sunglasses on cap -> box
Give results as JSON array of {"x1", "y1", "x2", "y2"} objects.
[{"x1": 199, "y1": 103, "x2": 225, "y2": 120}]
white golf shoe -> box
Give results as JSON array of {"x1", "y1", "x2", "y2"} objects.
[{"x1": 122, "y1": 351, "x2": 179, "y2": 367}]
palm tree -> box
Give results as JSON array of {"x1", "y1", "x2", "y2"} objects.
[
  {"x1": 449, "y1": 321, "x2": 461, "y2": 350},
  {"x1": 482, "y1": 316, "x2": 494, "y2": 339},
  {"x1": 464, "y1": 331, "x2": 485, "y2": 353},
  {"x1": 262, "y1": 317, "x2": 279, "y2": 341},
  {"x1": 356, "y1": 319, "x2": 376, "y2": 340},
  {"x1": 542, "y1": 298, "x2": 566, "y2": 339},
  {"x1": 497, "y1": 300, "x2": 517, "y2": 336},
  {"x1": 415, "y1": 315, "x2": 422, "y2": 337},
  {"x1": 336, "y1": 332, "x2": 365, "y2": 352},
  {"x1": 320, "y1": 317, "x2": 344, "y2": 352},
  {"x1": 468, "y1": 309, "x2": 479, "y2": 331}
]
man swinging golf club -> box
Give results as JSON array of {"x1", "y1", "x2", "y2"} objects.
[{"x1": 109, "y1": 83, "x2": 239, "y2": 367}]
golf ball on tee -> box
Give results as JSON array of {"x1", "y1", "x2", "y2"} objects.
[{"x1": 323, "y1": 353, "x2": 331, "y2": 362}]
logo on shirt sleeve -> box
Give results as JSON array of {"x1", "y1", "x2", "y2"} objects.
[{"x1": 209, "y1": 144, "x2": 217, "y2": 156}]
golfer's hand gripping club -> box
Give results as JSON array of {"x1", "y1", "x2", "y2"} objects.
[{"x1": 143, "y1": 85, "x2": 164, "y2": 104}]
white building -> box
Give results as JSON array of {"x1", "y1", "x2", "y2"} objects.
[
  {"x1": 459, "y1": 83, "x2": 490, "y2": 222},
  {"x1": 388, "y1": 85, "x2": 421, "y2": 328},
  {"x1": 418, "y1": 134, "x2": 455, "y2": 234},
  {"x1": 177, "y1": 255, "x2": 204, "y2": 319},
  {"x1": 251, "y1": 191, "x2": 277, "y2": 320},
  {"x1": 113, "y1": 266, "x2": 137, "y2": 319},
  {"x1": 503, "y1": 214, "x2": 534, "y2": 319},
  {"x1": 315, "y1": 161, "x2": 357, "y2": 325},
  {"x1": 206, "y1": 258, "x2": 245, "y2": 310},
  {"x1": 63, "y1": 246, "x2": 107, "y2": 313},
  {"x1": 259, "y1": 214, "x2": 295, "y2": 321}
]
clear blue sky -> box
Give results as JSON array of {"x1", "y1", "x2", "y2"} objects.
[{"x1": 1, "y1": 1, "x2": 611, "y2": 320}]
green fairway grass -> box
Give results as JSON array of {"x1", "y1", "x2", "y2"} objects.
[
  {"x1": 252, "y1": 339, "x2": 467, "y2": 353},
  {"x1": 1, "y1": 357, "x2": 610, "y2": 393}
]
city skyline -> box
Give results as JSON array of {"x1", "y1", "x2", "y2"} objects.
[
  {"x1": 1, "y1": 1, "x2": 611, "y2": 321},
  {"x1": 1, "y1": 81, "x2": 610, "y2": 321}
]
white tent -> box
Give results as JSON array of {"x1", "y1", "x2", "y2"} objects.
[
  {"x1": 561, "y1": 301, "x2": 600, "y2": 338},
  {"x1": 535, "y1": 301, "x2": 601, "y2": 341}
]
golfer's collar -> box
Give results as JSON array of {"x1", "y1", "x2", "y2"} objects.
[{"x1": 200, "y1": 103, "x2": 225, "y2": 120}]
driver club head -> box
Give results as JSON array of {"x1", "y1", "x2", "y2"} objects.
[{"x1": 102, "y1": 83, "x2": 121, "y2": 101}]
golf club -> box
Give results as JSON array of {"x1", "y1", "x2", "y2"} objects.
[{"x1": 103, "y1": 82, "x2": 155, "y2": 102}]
---
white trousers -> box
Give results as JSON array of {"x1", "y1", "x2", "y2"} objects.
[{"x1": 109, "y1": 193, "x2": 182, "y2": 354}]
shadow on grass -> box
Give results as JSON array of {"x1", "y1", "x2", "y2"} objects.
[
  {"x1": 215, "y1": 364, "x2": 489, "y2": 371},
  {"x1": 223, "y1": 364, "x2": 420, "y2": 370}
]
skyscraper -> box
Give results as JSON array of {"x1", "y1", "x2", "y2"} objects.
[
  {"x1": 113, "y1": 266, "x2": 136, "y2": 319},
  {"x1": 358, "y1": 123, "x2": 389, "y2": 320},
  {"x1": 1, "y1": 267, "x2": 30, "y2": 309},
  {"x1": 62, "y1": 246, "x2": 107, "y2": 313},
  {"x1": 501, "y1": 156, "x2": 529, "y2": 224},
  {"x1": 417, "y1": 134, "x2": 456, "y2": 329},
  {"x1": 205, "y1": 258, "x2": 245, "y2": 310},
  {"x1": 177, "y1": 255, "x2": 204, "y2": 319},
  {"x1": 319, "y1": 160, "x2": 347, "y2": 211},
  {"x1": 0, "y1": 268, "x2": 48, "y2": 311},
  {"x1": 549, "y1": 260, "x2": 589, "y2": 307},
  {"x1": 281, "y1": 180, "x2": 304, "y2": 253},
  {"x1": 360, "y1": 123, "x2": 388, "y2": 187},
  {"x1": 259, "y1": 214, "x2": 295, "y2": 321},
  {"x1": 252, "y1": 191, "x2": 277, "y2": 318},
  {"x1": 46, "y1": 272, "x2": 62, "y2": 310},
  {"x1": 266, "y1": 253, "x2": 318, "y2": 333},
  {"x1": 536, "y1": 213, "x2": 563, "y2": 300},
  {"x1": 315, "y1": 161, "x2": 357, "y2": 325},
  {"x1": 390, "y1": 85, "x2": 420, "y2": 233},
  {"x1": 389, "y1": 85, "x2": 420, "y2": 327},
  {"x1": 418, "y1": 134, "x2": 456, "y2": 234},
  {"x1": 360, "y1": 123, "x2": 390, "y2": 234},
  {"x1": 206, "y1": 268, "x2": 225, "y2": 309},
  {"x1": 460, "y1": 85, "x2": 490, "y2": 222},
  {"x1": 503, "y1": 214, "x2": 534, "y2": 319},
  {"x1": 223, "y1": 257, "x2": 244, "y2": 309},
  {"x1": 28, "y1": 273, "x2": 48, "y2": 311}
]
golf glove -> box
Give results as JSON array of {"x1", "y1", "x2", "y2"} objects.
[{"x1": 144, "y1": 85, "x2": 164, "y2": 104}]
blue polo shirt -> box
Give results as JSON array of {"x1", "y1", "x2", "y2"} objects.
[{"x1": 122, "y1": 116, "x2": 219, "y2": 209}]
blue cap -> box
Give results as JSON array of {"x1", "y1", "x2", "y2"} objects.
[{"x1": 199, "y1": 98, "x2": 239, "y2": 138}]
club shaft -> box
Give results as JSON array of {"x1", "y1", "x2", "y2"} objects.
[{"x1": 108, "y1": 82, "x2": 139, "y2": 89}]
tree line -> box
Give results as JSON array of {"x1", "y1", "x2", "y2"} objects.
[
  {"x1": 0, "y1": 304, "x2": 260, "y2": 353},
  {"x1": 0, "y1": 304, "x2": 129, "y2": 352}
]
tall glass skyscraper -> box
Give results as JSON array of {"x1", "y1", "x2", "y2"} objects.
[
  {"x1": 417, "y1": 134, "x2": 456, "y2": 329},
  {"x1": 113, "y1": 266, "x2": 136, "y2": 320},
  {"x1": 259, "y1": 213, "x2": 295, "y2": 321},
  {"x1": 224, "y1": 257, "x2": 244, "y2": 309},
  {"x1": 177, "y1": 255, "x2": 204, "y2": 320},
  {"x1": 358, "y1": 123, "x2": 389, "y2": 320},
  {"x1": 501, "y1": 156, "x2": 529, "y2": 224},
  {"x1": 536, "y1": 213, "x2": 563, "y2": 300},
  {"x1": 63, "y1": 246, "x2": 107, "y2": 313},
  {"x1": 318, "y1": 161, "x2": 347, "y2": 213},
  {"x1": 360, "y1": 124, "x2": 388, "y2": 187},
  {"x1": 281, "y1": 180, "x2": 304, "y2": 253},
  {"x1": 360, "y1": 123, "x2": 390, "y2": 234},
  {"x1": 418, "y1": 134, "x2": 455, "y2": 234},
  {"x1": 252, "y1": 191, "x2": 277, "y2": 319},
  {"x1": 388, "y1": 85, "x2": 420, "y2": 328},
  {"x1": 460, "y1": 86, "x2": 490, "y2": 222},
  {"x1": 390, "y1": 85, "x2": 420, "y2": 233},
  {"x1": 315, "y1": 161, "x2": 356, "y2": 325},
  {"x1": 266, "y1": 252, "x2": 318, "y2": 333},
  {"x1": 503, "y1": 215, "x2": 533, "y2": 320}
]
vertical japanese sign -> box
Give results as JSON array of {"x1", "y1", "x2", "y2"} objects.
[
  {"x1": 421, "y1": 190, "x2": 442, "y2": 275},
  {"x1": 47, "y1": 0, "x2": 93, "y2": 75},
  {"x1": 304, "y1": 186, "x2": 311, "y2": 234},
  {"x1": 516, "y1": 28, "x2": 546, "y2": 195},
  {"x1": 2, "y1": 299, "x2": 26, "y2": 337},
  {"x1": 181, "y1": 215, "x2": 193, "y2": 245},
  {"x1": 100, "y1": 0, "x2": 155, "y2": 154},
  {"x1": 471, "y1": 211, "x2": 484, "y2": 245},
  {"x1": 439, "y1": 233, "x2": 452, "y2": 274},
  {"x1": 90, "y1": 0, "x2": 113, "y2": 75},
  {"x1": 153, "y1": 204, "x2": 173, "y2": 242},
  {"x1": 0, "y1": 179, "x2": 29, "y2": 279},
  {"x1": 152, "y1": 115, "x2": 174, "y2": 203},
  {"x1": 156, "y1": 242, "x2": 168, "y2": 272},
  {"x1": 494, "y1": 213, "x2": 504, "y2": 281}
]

- **Your instructions**:
In the listing, return each line containing the string "shirt".

- **Response area**:
logo on shirt sleeve -> box
blue polo shirt -> box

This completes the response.